#### Text block
________________
Earl Grey… Ah, the myths, the marketing, the lofty names and the mystery. The mystery is that there is no way to tell from the name and packaging what it is that you are actually getting.
Here are two pairs of images to show the range of Earl Greys. The first is the bergamot fruit that is the hallmark of this tea. To its side is – honest – a flavor enhancer from a leading Chinese lab. You can buy it in a jerry can as shown, in units of 25 or 50 kilograms. The third shows a whole leaf Earl Grey, with bergamot peel, and next to it the typical tea bag content.
The dust will be tea plus some essence (that may actually be artificial – natural just means “found in nature” — and maybe ground pomegranate. The flavoring may be in liquid form and sprayed on in the last stage of production to coat the tea fragments.
________________
#### Objective 1
According to the Earl Grey text, in what quantities is the flavor enhancer from the Chinese lab sold?

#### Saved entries
________________
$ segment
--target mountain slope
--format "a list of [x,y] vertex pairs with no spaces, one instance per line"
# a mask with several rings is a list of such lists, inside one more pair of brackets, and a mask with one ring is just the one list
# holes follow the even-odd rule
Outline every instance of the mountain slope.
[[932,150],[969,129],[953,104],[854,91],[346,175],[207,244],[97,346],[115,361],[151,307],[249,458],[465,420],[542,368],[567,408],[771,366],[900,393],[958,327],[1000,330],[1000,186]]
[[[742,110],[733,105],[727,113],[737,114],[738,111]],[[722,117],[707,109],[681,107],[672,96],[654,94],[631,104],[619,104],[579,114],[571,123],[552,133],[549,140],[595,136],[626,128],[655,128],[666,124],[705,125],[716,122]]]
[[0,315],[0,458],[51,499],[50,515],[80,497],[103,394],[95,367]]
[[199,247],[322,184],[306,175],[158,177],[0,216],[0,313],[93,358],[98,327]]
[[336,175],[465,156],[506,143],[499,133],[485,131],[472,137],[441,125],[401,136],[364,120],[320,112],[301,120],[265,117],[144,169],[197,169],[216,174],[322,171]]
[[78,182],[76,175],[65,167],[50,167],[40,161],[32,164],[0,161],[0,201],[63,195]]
________________
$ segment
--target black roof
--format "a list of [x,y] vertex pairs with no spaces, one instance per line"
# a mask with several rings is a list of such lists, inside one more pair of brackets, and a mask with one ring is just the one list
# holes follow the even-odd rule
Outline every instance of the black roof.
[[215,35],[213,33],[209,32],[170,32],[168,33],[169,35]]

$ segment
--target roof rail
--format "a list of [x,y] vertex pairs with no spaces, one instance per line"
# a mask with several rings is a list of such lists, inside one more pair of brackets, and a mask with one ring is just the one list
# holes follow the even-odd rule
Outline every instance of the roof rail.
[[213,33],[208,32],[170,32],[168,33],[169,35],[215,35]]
________________
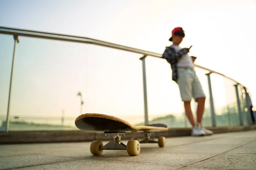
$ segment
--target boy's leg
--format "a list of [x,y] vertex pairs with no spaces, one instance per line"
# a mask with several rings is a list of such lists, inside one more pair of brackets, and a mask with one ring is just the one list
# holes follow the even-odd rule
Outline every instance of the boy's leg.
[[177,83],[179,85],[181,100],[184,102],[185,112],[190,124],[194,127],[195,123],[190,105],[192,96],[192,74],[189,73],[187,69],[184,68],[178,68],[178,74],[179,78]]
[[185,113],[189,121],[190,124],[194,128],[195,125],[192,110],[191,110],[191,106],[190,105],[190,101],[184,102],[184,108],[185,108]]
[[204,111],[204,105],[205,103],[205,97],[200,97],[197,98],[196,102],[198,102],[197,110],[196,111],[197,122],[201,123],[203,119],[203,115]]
________________
#### Objective 2
Select each line of the records that contains the string "slope".

#### Exercise result 1
In units of 25 or 50 kilograms, in a jerry can.

#### Exercise result 2
--target mountain slope
Outline every instance of the mountain slope.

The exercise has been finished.